* _Exercice proposé a_
Réécrivez sous forme de liste le paragraphe de l'extrait commençant par « L’élection est d’autant moins importante », en conservant ses faits principaux.

* _Extrait du document_
━━━━━━━━━━━━━━━━━━━━━━━━━━━━━━

Par Stéphane Montabert, de Renens, Suisse.

Face à l’échéance électorale de dimanche, le citoyen français est face à un choix délicat. D’habitude, on exprime les dilemmes sous forme d’alternatives, comme Charybde et Scylla, mais ici, l’électeur affronte pas moins de dix petits monstres à la fois, tous plus agressifs, pathétiques et incompétents les uns que les autres. Pas facile de se décider, en effet.

Avec une telle brochette de champions, le grand vainqueur de ce premier tour est déjà connu : l’abstention. La tentation sera grande pour les Français de consacrer leur dimanche à une occupation plus essentielle que l’élection du prochain président – comme passer un peu de temps avec leur famille, par exemple.

L’élection est d’autant moins importante que même si les programmes se suivent et se ressemblent d’une échéance à l’autre, il n’y en aura en réalité qu’un seul applicable au lendemain du second tour : la rigueur, matin, midi et soir. Alors, à quoi bon voter pour les promesses de Jacques, de Nathalie ou de Philippe en sachant que le résultat sera le même ? La situation de la France ne fait plus guère illusion et en fin de compte, que ce soit en hausse des prélèvements ou en baisse des prestations, tout l’inventaire va y passer.

Mais enfin, pour les irréductibles inexplicablement accrochés à leur « devoir civique », il faut bien se décider à choisir quelqu’un. Pour ceux-là, voici ma modeste analyse.

━━━━━━━━━━━━━━━━━━━━━━━━━━━━━━

* _Données fournies_
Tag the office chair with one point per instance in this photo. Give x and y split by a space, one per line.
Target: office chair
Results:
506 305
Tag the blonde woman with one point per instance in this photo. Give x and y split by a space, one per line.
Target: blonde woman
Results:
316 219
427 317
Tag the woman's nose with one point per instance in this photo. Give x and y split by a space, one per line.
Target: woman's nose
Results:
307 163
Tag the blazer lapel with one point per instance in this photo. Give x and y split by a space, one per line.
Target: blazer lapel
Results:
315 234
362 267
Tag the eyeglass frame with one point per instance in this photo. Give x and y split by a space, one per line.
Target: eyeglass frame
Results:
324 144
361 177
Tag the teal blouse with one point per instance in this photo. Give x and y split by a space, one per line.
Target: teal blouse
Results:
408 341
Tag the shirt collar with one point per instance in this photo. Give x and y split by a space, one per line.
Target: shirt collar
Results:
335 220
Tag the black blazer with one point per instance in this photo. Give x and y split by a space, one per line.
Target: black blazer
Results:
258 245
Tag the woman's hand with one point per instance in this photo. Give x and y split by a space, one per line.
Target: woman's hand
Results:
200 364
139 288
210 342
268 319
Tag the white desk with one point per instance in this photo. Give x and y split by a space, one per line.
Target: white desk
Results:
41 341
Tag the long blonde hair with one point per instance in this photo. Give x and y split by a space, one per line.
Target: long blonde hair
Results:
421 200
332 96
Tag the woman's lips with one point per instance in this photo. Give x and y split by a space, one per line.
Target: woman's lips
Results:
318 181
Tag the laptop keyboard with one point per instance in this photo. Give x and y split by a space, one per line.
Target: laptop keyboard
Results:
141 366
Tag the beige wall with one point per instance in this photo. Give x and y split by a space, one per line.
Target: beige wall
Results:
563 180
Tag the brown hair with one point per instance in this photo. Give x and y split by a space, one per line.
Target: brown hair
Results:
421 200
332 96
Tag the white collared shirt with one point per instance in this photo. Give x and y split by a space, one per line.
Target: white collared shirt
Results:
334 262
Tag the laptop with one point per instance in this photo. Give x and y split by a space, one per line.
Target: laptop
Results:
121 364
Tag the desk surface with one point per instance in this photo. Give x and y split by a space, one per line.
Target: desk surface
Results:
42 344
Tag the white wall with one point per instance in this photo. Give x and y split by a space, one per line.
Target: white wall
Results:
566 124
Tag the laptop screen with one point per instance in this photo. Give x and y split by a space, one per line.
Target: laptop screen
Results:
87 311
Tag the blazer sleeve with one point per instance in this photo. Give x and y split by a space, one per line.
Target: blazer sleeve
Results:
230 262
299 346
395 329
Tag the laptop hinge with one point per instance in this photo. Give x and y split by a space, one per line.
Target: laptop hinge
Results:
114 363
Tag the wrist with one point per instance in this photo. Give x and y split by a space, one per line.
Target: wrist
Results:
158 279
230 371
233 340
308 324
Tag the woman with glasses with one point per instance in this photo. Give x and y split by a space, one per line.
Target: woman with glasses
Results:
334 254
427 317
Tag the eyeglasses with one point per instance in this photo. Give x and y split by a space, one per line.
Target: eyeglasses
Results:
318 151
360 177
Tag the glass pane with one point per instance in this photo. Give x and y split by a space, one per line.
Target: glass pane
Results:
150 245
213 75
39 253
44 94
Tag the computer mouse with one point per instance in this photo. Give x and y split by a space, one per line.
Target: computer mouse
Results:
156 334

━━━━━━━━━━━━━━━━━━━━━━━━━━━━━━

* _Exercice proposé b_
Reproduisez le listing depuis la ligne contenant « Tag the eyeglasses » jusqu'à la fin, en substituant « optical mouse » à « computer mouse » et en laissant tout le reste inchangé.

* _Résultat attendu a_
- L'élection compte peu : d'une échéance à l'autre, les programmes se suivent et se ressemblent.
- Au lendemain du second tour, un seul programme sera réellement applicable : la rigueur, matin, midi et soir.
- Il est donc vain de voter pour les promesses de Jacques, de Nathalie ou de Philippe, puisque le résultat sera le même.
- La situation de la France ne fait plus guère illusion.
- Par une hausse des prélèvements ou une baisse des prestations, tout l'inventaire va y passer.

* _Résultat attendu b_
Tag the eyeglasses with one point per instance in this photo. Give x and y split by a space, one per line.
Target: eyeglasses
Results:
318 151
360 177
Tag the glass pane with one point per instance in this photo. Give x and y split by a space, one per line.
Target: glass pane
Results:
150 245
213 75
39 253
44 94
Tag the optical mouse with one point per instance in this photo. Give x and y split by a space, one per line.
Target: optical mouse
Results:
156 334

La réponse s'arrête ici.